■ **提供テキスト**
「静かで控えめ」は賢者の戦略──。そう説くのは、台湾出身、超内向型でありながら超外向型社会アメリカで成功を収めたジル・チャンだ。同氏による世界的ベストセラー『「静かな人」の戦略書──騒がしすぎるこの世界で内向型が静かな力を発揮する法』(ジル・チャン著、神崎朗子訳)は、聞く力、気配り、謙虚、冷静、観察眼など、内向的な人が持つ特有の能力の秘密を解き明かしている。騒がしい世の中で静かな人がその潜在能力を最大限に発揮する方法とは? 同書の著者に秘訣を教えてもらった。(取材・構成:田中裕子 初出:2022年11月11日)
「あの人みたいになるべき」というメッセージ
──内向型人間で、自己肯定感が低く悩んでいます。どのように考えれば前向きになれますか?
ジル・チャン:多くの内向型人間は、子どものころから「動きが遅い」「口数が少ない」「友達が少ない」など、大人からのダメ出しを受けて育ってきています。「もっとこうしなさい、あの人みたいになりなさい」と否定されがちなわけですから、自己肯定感が低くなりがちなのも仕方ないでしょう。
私自身、現在は組織のインターナショナルチームのリーダーを務め、ありがたいことにベストセラー作家などと呼ばれていますが、それでも友人たちと自分を比べて「あの人のほうが素敵だな」と落ち込むことも多々あります。
そんなふうに自己評価が低くなりがちな人にとって非常に大切なのが、「自分が持っている能力を客観的に評価すること」。他人の力を見つけ、自分と比較して、ないものねだりしていては落ち込んでしまうだけです。
人は、自分が持っていない能力ほど重要で意味があると認識してしまうものですが、冷静になれば、必ず強みがあるはずです。
自分に「できない」という呪いをかけないこと
私の友達で、スピーチがとても得意な政治家がいます。30秒のトークで世界中のCEOと友達になれるような外向的な人物ですが、以前、その友人から「私は10年経ってもあなたみたいな文章は書けないよ」と言われたことがあります。

■ **作業内容**
内向型の人の強みを語るインタビュー記事を、最後の文の直後から書き進めてください。

■ **元データ**

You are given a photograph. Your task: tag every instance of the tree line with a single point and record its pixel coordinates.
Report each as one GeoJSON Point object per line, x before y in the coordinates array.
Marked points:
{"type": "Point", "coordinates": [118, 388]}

■ **作業結果**
そのとき、はっとしました。私にとってはごく当たり前にできることも、それが他の人にとっては羨ましさを抱くほどの「強み」であることに気づいたのです。
自分が持っている能力を見つけるためには、自分自身を注意深く分析するしかありません。すぐに「あの人のほうが優れている」と卑下してしまいそうになる気持ちをぐっと押さえ、他人の目線で見つめてみる。
強みは誰にでもあるものですし、それさえ見つけられたら「自分だってそんなに悪くないな」と思えるはずです。この「客観視」と「発見」には練習が必要なので、ぜひ何度もトライしてみてください。
また、自己肯定感が低い人が言いがちな言葉のひとつ、「私にはできない」は禁句にしましょう。今できなくても、努力と経験によってできるようになることはたくさんあります。
たとえばスピーチの役目が回ってきたとき、「大勢の前で話すなんてできない、向いてない」と否定しないこと。
『「静かな人」の戦略書』にも書いたのですが、私自身、人前に出るなんて苦手で、とても考えられなかったのですが、アドリブをしようなんて考えず、内容を完璧に準備してから臨むようにしたことで、意外にも評価してもらえるようになりました。せっかくのチャンスは逃さずつかみ、全力を尽くしましょう。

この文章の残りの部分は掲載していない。